→ **Given problem**:
How many rows of the entries below contain the string "line"? Give only the number.

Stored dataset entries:
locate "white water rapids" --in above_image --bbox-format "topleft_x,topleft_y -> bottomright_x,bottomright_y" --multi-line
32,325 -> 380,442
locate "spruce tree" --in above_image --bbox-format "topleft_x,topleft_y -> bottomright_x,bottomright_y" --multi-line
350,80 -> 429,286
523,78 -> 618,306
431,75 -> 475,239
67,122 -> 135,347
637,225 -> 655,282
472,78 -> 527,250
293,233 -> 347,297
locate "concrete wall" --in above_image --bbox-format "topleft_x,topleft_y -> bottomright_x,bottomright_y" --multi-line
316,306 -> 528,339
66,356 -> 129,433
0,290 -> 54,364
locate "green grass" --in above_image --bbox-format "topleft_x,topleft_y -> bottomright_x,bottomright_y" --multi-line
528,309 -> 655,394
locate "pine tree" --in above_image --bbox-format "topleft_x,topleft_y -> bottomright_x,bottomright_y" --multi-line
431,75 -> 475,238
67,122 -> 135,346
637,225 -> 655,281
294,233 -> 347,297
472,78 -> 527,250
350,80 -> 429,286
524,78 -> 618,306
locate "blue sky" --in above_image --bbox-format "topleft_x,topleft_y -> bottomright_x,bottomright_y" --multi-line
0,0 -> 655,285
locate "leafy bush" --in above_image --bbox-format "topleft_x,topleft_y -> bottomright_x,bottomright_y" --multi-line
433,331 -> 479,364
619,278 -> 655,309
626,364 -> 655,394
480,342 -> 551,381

---

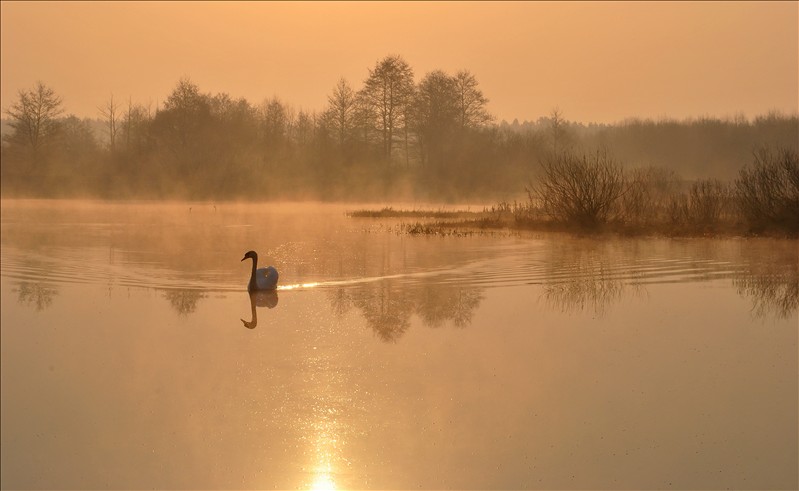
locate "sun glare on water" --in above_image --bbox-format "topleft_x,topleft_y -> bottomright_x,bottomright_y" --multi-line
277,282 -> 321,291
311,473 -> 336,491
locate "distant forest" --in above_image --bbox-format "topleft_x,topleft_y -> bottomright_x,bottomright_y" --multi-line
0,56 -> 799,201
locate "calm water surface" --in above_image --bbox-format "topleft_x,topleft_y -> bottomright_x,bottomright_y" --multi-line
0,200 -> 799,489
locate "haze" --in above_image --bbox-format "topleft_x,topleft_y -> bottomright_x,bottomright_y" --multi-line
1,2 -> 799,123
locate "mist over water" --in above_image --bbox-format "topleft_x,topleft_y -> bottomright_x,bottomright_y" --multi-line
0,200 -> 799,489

→ **Answer to this task**:
12